● **Items**

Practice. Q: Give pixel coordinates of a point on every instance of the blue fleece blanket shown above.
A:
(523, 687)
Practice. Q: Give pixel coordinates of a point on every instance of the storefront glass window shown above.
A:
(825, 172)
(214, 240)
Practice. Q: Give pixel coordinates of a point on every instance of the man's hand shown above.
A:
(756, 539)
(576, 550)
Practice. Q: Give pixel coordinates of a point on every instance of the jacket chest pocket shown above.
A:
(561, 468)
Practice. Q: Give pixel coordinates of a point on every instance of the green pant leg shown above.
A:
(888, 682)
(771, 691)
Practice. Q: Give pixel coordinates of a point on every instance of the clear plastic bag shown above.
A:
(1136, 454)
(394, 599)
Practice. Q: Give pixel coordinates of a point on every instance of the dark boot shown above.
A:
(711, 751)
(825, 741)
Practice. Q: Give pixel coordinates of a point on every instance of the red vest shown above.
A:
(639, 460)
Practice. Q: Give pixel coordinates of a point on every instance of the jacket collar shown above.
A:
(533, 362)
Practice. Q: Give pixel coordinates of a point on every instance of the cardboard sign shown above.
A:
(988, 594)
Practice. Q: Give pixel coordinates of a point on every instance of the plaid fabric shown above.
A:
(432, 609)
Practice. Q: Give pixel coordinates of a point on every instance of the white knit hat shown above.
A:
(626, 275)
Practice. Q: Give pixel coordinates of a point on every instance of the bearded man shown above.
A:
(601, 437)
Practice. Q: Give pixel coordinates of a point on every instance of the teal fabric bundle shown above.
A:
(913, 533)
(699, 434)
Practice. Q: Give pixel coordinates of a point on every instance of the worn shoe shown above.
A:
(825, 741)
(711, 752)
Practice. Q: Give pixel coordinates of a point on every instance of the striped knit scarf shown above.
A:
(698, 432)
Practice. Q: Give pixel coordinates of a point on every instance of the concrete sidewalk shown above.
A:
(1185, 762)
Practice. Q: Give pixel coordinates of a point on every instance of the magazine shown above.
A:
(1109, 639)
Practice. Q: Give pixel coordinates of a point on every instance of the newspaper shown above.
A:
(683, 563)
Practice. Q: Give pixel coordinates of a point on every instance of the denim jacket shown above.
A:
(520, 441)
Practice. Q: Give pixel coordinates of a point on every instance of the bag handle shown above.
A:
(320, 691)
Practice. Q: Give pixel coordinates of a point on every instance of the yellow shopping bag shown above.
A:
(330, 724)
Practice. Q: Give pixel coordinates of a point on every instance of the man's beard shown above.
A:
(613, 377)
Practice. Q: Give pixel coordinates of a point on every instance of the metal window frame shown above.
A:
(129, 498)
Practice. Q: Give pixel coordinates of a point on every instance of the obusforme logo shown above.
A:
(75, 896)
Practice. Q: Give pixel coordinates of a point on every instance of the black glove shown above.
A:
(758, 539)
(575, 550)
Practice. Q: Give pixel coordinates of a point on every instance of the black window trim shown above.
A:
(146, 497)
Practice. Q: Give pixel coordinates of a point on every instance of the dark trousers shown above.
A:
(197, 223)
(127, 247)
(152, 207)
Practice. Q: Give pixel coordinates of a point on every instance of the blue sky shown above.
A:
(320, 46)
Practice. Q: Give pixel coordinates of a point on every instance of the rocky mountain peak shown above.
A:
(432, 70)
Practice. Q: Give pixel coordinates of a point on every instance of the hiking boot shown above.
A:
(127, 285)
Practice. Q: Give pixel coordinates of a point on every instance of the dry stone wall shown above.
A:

● **What you have to do**
Retype the material in full, character for character.

● **Result for this exercise**
Practice. Q: Give pixel coordinates of a point on every instance of the blue fleece blanket shown above.
A:
(523, 687)
Practice. Q: Give pixel coordinates of a point on every instance of the storefront glass window shown above.
A:
(825, 172)
(214, 240)
Practice. Q: Give pixel coordinates of a point on every instance of the man's hand shown above.
A:
(756, 539)
(576, 550)
Practice. Q: Give pixel coordinates of a point on every instance of the jacket chest pocket shown above.
A:
(561, 468)
Practice. Q: Give pixel coordinates of a point on every instance of the green pant leg shown above.
A:
(888, 682)
(771, 691)
Practice. Q: Give pixel coordinates of a point on every instance of the clear plastic bag shown above.
A:
(1136, 454)
(394, 599)
Practice. Q: Give pixel coordinates of a point on every instance of the dark boot shown above.
A:
(711, 751)
(825, 741)
Practice. Q: Give pixel coordinates of a point on every instance of the red vest shown above.
A:
(639, 460)
Practice. Q: Give pixel coordinates of a point on every instance of the jacket collar shown above.
A:
(533, 362)
Practice. Q: Give pixel coordinates of a point on every instance of the cardboard sign shown above.
A:
(988, 594)
Practice. Q: Give pixel coordinates of a point on every instance of the plaid fabric shown above.
A:
(432, 609)
Practice. Q: Give pixel coordinates of a point on every instance of the white knit hat shown above.
A:
(626, 275)
Practice. Q: Give pixel coordinates of a point on every instance of the bearded man shown above.
A:
(601, 437)
Practice. Q: Give pixel coordinates of a point on every instance of the teal fabric bundle shown above.
A:
(913, 533)
(699, 434)
Practice. Q: Give pixel coordinates of a point on every instance of the worn shoe shown above.
A:
(825, 741)
(711, 752)
Practice. Q: Give pixel coordinates of a point on every instance of the striped knit scarf shown above.
A:
(698, 432)
Practice. Q: Give pixel coordinates of a point on every instance of the concrete sidewalk shown above.
A:
(1185, 762)
Practice. Q: Give pixel coordinates of a point on every instance of the magazine shown above.
A:
(1109, 639)
Practice. Q: Give pixel coordinates of a point on every instance of the newspaper shown above.
A:
(683, 563)
Practice. Q: Give pixel coordinates of a point on every instance of the denim jacket shown above.
A:
(520, 441)
Practice. Q: Give pixel coordinates of a point on every instance of the bag handle shown above.
A:
(320, 691)
Practice. Q: Give pixel coordinates of a point on every instance of the yellow shopping bag shown above.
A:
(330, 724)
Practice. Q: Give pixel coordinates of a point on every instance of the man's beard shown above.
A:
(613, 377)
Practice. Q: Give pixel coordinates of a point on every instance of the metal window frame shown above.
A:
(129, 498)
Practice. Q: Give pixel coordinates of a point on every instance of the obusforme logo shown above.
A:
(75, 896)
Practice. Q: Give pixel coordinates of a point on every instance of the black glove shown above.
A:
(758, 539)
(575, 550)
Practice. Q: Give pixel coordinates of a point on every instance of the black window trim shown above.
A:
(146, 497)
Practice. Q: Give pixel coordinates of a point on every instance of the dark trousers shown above.
A:
(197, 223)
(127, 247)
(152, 207)
Practice. Q: Give pixel coordinates of a point on every instance of the blue sky shown above.
A:
(320, 46)
Practice. Q: Give pixel coordinates of a point on every instance of the rocky mountain peak shown above.
A:
(432, 70)
Practice. Q: Give pixel coordinates of a point on every instance of the hiking boot shown above.
A:
(127, 285)
Practice. Q: Give pixel coordinates of a point on every instance of the dry stone wall shown above.
A:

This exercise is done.